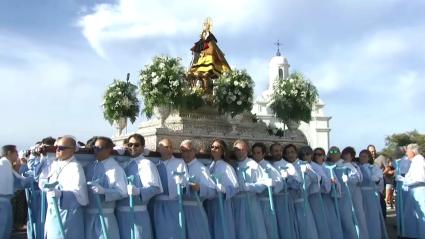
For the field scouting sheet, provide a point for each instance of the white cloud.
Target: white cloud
(141, 19)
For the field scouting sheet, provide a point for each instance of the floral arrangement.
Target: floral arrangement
(120, 100)
(161, 83)
(234, 92)
(293, 98)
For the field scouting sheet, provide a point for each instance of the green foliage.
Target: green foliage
(120, 100)
(234, 92)
(161, 83)
(293, 98)
(403, 139)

........

» **Assigned task**
Go through the data above and transcribe it in full, omitting any image.

» **Response**
For the field scouting sheet, provide a point for each instance of the white cloud.
Target: white cloud
(141, 19)
For the field scouting sheet, provide a point for each instance of the floral arrangement.
Target: floral arrangement
(120, 100)
(161, 83)
(234, 92)
(293, 98)
For the field scouting sheet, provide a point for each instance of the green foliage.
Target: green foliage
(120, 100)
(234, 92)
(161, 83)
(293, 98)
(403, 139)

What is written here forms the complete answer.